— start DATA PROVIDED —

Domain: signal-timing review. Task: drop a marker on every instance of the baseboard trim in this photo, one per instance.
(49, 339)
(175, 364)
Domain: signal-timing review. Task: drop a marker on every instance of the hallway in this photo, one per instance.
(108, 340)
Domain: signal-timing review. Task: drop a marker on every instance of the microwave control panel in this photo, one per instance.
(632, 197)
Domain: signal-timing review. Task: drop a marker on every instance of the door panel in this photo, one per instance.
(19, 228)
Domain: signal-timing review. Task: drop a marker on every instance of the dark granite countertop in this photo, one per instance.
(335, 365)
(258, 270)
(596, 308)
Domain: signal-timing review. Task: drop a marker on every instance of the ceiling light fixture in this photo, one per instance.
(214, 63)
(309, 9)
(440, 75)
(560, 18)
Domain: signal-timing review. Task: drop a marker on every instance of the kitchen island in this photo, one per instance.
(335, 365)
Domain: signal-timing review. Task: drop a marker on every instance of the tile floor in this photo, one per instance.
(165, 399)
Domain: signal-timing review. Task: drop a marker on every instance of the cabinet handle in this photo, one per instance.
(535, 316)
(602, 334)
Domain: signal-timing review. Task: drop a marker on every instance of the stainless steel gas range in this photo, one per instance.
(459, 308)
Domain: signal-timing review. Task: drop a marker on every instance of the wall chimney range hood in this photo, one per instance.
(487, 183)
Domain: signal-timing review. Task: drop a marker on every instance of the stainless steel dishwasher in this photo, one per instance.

— end DATA PROVIDED —

◆ OBJECTIVE ◆
Please repeat every one of the lines above word for word, with no changes.

◆ THE OUTPUT ◆
Domain: signal-timing review. Task: drop a marker on every instance of the baseboard trim in this photo, one per instance.
(49, 339)
(175, 364)
Domain: signal-timing review. Task: drop a marker on every instance of the hallway in this photo, one per instance.
(108, 340)
Domain: signal-timing review. Task: drop a marker on every instance of the microwave control panel in this photo, one per instance.
(632, 197)
Domain: signal-timing review. Task: drop a marker on every instance of the door panel in this photo, one per instance.
(19, 228)
Domain: signal-timing review. Task: drop a marker on every instance of the dark granite countertop in this photo, one per instance.
(335, 365)
(258, 270)
(596, 308)
Domain: signal-timing review. Task: drop a marker on every instance of the ceiling light fixture in this photo, one per instance.
(214, 63)
(309, 9)
(440, 75)
(560, 18)
Domain: signal-timing review. Task: drop a marker on every instance of the kitchen island in this photo, one per instance.
(335, 365)
Domain: signal-timing review. Task: drop a marker on every instance of the tile floor in this photo, one per instance.
(165, 399)
Domain: signal-timing review. Task: drop a marker on every instance of the cabinet handle in this photo, one per instance.
(535, 316)
(602, 334)
Domain: signal-timing review. Task: drop a marker on every instance of the stainless steel gas range in this photo, one per instance.
(459, 308)
Domain: signal-timing review. Task: drop a marker on every instance of the wall chimney range hood in this photo, one per instance.
(487, 183)
Domain: signal-timing review. Task: drop a marker on every instance of the stainless steel dishwasher in this photo, one per instance.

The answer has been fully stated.